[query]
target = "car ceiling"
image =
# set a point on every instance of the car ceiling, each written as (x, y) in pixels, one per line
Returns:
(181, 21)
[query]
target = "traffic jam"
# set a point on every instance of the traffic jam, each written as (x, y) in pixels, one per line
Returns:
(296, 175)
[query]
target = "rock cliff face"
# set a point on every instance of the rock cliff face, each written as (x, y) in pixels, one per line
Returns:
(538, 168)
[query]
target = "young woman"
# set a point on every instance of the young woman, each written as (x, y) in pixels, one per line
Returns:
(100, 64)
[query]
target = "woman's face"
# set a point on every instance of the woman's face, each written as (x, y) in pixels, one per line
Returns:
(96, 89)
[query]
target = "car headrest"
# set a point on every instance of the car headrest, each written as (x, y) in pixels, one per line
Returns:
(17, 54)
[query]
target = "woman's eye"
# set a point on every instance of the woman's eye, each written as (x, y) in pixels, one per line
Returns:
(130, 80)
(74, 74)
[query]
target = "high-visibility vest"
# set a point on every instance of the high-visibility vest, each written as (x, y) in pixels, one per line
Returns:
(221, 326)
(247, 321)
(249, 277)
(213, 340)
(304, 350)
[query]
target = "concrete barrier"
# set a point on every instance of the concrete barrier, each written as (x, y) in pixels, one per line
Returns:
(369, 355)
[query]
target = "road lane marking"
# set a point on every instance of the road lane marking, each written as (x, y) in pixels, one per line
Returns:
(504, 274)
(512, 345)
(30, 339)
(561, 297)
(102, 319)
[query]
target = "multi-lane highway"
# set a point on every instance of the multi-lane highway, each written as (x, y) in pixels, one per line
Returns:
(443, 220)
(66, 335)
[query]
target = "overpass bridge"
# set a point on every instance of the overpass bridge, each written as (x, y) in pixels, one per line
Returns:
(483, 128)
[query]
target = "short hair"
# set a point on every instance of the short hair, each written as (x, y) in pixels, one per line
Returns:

(TASK STATEMENT): All of the data above should be set down word for word.

(SOLVED PROBLEM):
[query]
target = "car ceiling"
image =
# set a point on every instance of the car ceiling, each written as (x, y) in pixels, one per line
Returns:
(181, 21)
[query]
target = "traffic jam"
# set a point on every instance of the traffic jam, each written as (x, y) in pixels, one per line
Returns:
(296, 175)
[query]
target = "rock cliff face"
# set a point on every instance of the rock cliff face, each written as (x, y) in pixels, one per line
Returns:
(538, 168)
[query]
target = "young woman"
# set a point on every instance of the young woman, each written as (x, y) in pixels, one per line
Returns:
(100, 64)
[query]
target = "woman's face"
# set a point on every instance of the woman's face, each written as (x, y) in pixels, one per line
Returns:
(96, 89)
[query]
target = "car headrest"
# set a point on every instance of the car headrest, each written as (x, y) in pixels, one per line
Returns:
(17, 54)
[query]
target = "woman's eye"
# set a point on every instance of the woman's eye, each written as (x, y) in pixels, one per line
Returns:
(130, 80)
(74, 74)
[query]
target = "high-visibility vest"
# set a point on every instance of the high-visibility vest, each written as (x, y) in pixels, one per line
Returns:
(221, 326)
(247, 321)
(249, 277)
(213, 340)
(304, 350)
[query]
target = "concrete barrier"
# set a point on every instance of the concrete barrier, each written as (x, y) in pixels, one per line
Returns:
(369, 355)
[query]
target = "road lane marking"
# set a point on every instance of the road lane marking, each written as (x, y) in pixels, one per line
Returns:
(504, 274)
(512, 345)
(30, 339)
(561, 297)
(102, 319)
[query]
target = "multi-lane highway"
# set a point on every instance of the multi-lane highway, each written as (x, y) in pixels, one per line
Returns:
(443, 220)
(66, 335)
[query]
target = "overpass bridge"
# set a point on every instance of the overpass bridge, each written as (x, y) in pixels, one per line
Returns:
(483, 128)
[query]
target = "short hair"
# set a point on every instance of the short hair, each written as (x, y) in pixels, one per line
Returns:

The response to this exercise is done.